= Beginning of Section =

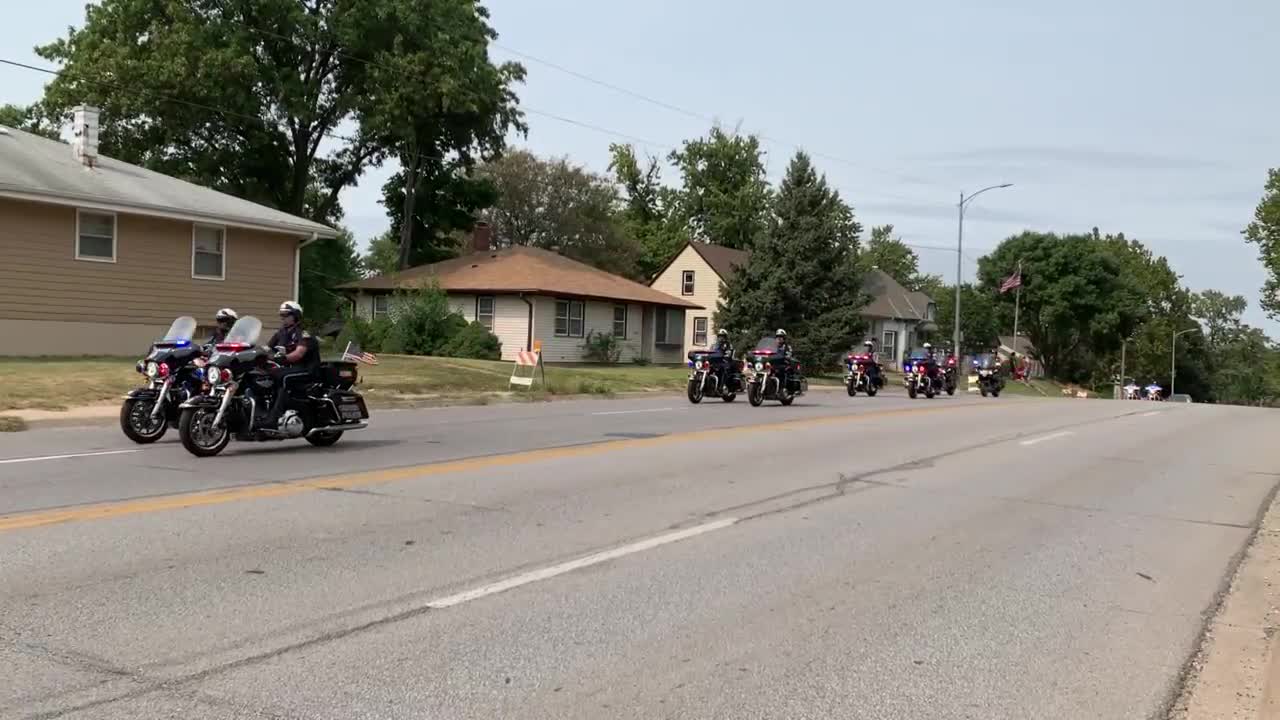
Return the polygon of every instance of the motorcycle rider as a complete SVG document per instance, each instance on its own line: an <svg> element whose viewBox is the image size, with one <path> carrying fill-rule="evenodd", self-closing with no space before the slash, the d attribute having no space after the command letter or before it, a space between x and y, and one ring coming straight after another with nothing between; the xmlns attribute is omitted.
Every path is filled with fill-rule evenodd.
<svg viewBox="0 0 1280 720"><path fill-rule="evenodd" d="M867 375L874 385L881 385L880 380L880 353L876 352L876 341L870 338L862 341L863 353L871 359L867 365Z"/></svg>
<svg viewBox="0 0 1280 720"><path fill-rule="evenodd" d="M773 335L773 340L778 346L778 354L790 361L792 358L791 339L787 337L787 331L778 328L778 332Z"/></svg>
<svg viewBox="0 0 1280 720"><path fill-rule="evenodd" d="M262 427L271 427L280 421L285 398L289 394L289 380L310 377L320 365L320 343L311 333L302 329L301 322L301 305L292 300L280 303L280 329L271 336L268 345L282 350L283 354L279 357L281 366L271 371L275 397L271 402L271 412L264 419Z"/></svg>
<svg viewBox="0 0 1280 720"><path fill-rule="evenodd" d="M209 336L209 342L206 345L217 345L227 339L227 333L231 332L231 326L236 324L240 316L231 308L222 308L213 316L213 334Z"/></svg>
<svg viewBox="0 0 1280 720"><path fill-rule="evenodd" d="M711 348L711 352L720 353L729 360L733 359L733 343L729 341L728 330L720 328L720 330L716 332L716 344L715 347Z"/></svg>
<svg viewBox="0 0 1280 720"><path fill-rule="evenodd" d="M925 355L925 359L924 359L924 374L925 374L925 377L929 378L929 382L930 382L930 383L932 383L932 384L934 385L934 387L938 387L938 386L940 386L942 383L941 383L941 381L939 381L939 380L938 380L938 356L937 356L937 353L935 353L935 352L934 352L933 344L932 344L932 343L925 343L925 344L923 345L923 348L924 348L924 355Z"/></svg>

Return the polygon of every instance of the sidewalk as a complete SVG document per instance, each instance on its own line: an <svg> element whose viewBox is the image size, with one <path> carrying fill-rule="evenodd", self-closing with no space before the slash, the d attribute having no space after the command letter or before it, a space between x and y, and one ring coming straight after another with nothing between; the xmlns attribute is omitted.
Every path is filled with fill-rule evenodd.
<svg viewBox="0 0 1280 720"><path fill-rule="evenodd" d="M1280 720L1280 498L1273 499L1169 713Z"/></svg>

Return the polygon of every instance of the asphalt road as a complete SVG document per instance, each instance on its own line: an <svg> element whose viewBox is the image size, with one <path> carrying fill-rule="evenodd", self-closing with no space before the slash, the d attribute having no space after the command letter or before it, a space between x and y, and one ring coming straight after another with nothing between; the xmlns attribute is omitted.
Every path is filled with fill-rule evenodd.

= End of Section =
= Beginning of Section =

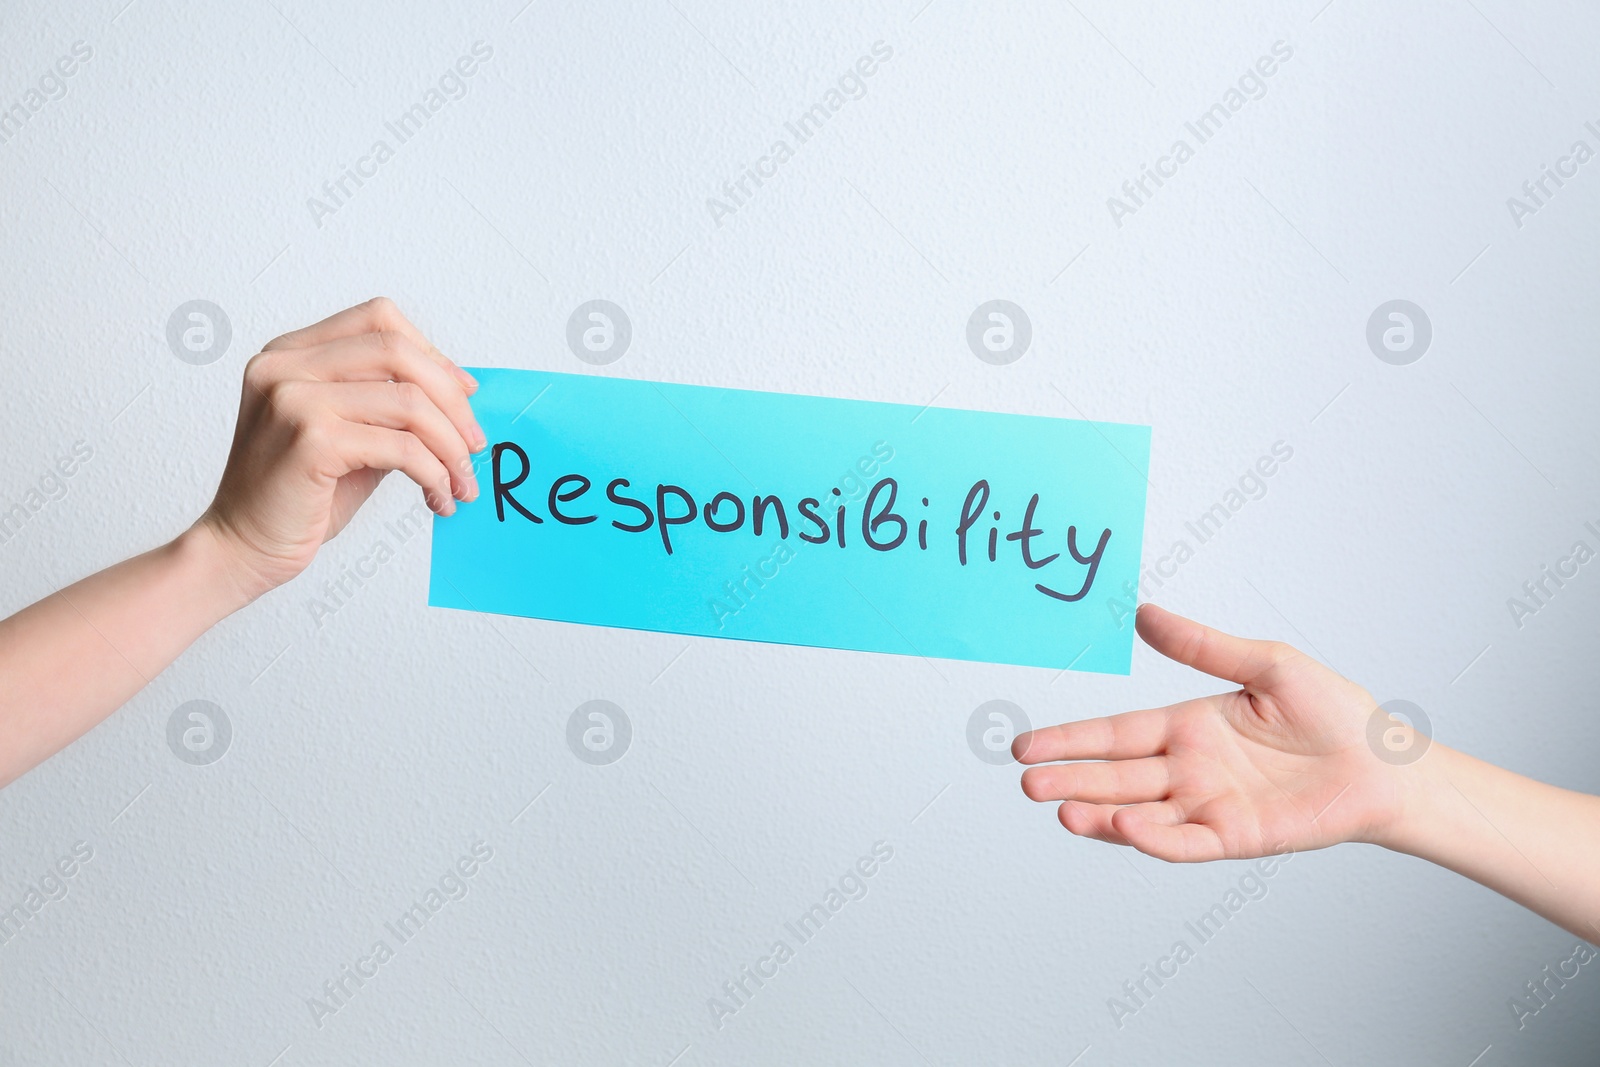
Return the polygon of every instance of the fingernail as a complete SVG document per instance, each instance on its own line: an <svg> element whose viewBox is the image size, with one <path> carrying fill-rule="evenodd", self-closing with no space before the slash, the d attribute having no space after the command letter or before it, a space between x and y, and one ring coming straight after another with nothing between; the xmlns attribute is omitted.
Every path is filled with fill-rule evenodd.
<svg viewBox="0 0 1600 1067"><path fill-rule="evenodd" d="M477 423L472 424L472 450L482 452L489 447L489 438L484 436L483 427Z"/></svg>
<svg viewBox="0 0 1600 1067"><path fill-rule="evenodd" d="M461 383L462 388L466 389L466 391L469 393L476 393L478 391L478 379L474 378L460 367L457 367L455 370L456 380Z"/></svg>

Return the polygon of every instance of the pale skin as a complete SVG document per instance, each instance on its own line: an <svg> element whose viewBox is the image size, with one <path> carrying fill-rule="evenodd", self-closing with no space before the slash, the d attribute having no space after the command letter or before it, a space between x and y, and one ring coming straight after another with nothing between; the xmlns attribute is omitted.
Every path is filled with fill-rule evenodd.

= End of Section =

■ Exercise objective
In the material above, find each line containing the word "image" and copy it.

■ Task solution
Return the polygon of every instance of the motorcycle rider as a complete SVG document per instance, each instance on its own line: an <svg> element whose viewBox is the image size, with one <path> carrying fill-rule="evenodd", self-closing with no space before the slash, the d attribute having no space after the command letter or before it, a space between x and y, and one ring coming straight after another with nothing between; the xmlns attribute is omitted.
Return the polygon of every instance of the sidewalk as a complete SVG document per instance, each instance on its own line: an <svg> element whose viewBox is the image size, with one <path> carrying fill-rule="evenodd", self-closing with no space before the slash, the d attribute having no space after the command letter or before it, a space between x and y, and one ring coming straight after another with nothing between; the xmlns attribute is omitted.
Return the polygon of every instance of the asphalt road as a complete SVG document per instance, each instance on its own line: an <svg> element whose viewBox is the image size, with one <path> carrying fill-rule="evenodd", self-closing with no space before the slash, the d attribute having no space after the command letter or before it, a space between x and y, and one ring coming straight after another with nothing between; the xmlns attribute is omitted.
Return the polygon of every instance of the fingernail as a complete SVG document per instance, each instance on its own line: an <svg> element whose viewBox is the image size, with one <path> carrying fill-rule="evenodd", self-closing with no space before the slash, the d attribute having no space after the command letter or before it, a space between x and y, and one ring coming straight after another with nothing between; the xmlns attribute is omitted.
Return the polygon of every instance of the pale skin as a complete SVG document per instance, each instance on its own line: an <svg> element whose viewBox is the image size, with one <path> carrying fill-rule="evenodd", self-closing with no space before the slash, the d attribute having no space after the command letter or before it, a space between x and y, and one ring coming straight after another with nothing between; the xmlns attribute is omitted.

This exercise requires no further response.